**TASK DIRECTIONS**
From the line containing "x=418, y=194" to the end of the entries, return every line exactly, both ends included, and add nothing.

**ENTRIES PROVIDED**
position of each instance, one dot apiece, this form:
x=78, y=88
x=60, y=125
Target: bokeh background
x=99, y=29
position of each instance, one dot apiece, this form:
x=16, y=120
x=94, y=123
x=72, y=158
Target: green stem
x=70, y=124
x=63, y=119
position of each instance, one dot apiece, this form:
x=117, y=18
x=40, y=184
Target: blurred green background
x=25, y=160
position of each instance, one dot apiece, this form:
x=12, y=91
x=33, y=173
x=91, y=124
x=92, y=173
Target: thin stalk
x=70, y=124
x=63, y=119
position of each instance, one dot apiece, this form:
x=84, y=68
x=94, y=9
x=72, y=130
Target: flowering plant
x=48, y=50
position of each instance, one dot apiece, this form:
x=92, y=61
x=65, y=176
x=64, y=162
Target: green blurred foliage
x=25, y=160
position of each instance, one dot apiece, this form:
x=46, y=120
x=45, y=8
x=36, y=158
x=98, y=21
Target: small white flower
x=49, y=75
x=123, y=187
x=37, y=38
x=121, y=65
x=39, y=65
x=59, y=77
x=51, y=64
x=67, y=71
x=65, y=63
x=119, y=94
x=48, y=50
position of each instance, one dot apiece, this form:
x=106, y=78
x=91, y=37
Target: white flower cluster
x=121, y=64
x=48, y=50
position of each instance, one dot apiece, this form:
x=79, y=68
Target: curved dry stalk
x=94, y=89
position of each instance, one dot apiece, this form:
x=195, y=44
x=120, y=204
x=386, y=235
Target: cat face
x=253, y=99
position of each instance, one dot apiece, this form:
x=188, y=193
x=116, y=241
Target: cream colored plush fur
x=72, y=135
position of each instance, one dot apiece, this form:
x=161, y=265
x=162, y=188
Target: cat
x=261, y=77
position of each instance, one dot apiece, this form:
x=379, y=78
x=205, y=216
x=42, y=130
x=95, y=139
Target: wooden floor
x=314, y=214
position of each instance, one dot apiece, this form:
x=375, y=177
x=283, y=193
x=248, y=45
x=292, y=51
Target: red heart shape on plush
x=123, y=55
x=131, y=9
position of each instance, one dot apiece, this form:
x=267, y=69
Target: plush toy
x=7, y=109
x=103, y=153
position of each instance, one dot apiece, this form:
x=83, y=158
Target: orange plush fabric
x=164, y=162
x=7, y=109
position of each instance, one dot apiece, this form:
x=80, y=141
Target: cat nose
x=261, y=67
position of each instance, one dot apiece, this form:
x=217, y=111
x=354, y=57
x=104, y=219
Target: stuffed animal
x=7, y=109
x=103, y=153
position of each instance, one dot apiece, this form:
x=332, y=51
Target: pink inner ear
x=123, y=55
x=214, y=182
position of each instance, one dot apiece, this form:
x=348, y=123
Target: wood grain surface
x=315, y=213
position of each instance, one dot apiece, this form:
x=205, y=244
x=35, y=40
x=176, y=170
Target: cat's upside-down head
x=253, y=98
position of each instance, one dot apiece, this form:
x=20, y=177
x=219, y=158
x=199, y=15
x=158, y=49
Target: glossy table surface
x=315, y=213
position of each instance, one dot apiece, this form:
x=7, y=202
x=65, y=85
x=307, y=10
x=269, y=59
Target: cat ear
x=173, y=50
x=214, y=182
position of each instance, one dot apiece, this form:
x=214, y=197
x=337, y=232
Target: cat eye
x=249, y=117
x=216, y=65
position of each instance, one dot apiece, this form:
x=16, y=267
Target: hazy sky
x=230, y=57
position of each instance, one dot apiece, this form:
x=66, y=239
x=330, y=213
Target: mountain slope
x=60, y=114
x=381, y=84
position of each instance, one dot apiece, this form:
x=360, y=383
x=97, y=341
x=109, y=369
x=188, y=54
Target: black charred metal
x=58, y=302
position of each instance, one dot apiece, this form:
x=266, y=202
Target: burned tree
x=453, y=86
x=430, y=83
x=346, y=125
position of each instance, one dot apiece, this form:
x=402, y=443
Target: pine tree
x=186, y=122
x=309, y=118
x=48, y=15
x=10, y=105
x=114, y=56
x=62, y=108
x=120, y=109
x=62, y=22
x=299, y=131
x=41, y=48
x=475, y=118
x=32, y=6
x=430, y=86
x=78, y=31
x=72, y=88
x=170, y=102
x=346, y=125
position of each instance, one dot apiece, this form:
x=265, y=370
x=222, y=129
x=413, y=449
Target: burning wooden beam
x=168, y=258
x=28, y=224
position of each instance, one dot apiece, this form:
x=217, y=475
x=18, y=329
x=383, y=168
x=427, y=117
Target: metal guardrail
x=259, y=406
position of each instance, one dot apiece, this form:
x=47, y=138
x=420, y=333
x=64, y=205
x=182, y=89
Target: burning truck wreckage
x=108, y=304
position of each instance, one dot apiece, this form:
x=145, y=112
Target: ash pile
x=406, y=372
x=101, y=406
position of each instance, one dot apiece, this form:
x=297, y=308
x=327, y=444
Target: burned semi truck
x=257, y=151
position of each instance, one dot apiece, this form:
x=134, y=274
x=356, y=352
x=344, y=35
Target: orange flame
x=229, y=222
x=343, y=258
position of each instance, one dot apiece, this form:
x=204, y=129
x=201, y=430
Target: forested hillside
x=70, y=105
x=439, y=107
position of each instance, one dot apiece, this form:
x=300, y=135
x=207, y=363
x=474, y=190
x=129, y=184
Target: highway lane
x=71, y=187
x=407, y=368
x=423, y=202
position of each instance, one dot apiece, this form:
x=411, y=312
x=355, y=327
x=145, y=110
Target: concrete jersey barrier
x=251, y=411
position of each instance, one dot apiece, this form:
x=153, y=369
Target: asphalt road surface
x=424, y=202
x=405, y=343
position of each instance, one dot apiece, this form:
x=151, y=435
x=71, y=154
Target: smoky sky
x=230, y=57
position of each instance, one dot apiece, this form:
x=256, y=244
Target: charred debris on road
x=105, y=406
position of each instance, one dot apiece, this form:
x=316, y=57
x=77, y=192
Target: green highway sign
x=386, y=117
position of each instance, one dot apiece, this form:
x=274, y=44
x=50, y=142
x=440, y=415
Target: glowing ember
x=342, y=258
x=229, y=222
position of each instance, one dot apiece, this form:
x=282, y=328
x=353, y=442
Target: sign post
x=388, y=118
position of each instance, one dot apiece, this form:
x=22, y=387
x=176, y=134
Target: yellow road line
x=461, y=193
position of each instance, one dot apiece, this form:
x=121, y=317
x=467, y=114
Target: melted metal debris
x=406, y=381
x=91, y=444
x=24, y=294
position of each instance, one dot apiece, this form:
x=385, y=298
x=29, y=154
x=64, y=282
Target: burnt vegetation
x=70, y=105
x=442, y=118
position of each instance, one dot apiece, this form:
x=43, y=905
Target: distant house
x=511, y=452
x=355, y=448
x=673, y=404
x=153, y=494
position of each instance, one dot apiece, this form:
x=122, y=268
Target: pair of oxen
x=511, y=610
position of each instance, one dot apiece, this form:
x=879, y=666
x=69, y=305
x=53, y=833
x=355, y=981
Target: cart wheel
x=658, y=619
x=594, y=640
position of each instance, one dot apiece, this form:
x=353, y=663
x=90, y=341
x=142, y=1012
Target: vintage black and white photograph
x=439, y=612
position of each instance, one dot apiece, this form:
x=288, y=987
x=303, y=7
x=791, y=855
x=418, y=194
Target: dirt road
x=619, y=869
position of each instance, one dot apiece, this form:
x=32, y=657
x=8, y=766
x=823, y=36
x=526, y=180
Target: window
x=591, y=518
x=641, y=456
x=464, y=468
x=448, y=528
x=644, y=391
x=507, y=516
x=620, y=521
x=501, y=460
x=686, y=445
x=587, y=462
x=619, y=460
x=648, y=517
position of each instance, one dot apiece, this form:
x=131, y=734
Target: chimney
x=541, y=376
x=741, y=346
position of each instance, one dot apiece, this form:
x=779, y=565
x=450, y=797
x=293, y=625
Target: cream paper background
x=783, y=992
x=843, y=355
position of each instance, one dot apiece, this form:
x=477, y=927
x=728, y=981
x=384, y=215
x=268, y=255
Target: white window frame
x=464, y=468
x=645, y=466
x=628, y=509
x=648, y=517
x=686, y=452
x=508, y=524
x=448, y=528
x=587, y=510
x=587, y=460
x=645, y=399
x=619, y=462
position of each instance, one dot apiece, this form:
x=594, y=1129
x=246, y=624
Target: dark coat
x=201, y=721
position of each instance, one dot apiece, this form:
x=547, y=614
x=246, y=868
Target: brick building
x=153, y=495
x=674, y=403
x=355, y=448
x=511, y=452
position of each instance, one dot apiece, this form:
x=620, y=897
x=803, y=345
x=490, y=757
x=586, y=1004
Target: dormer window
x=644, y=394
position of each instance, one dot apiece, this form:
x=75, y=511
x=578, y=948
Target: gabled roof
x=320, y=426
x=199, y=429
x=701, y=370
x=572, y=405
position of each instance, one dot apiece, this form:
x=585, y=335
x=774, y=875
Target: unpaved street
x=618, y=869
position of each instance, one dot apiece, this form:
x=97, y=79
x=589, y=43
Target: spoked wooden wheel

**YOUR RESPONSE**
x=418, y=194
Target: dirt road
x=619, y=869
position of each instance, one dot apiece, this form:
x=32, y=657
x=8, y=766
x=823, y=36
x=526, y=180
Target: window
x=591, y=518
x=641, y=456
x=464, y=468
x=448, y=528
x=644, y=391
x=507, y=516
x=620, y=521
x=501, y=460
x=686, y=445
x=587, y=462
x=619, y=460
x=648, y=517
position of each instance, one dot apiece, this form:
x=131, y=734
Target: chimney
x=541, y=376
x=741, y=346
position of each instance, one dot apiece, this form:
x=779, y=565
x=450, y=797
x=293, y=625
Target: cream paper background
x=783, y=992
x=843, y=355
position of each instance, one dot apiece, this form:
x=477, y=927
x=728, y=981
x=384, y=215
x=268, y=255
Target: white window frame
x=464, y=468
x=645, y=466
x=628, y=509
x=648, y=517
x=686, y=452
x=508, y=524
x=448, y=528
x=587, y=510
x=587, y=460
x=645, y=399
x=619, y=462
position of each instance, one dot apiece, this form:
x=594, y=1129
x=246, y=624
Target: dark coat
x=201, y=721
position of each instance, one dot apiece, this form:
x=547, y=614
x=246, y=868
Target: brick building
x=153, y=495
x=674, y=403
x=355, y=448
x=511, y=452
position of each instance, one dot apiece, this form:
x=620, y=897
x=803, y=345
x=490, y=757
x=586, y=1004
Target: dormer window
x=644, y=394
position of each instance, one dot apiece, this form:
x=75, y=511
x=578, y=948
Target: gabled roof
x=320, y=426
x=199, y=429
x=701, y=370
x=572, y=405
position of each instance, one dot apiece, this form:
x=585, y=335
x=774, y=875
Target: unpaved street
x=618, y=869
position of each instance, one dot apiece, this form:
x=97, y=79
x=589, y=43
Target: spoked wooden wheel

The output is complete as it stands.